*** Provided information ***
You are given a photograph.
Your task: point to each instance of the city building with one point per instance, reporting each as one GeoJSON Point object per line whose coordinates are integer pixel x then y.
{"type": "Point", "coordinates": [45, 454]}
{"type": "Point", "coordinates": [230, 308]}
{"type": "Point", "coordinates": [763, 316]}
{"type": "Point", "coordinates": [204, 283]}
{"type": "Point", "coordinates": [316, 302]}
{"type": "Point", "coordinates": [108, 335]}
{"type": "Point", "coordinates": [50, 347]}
*** End of Provided information ***
§ **Your instructions**
All of the records above should be given again exactly as written.

§ **Exercise output**
You are given a photograph.
Your task: point to each instance of the city building with one point per instance, reporting each as one GeoJSON Point object per line whose coordinates are integer pixel x then y.
{"type": "Point", "coordinates": [45, 454]}
{"type": "Point", "coordinates": [230, 308]}
{"type": "Point", "coordinates": [763, 316]}
{"type": "Point", "coordinates": [204, 283]}
{"type": "Point", "coordinates": [316, 302]}
{"type": "Point", "coordinates": [108, 335]}
{"type": "Point", "coordinates": [50, 347]}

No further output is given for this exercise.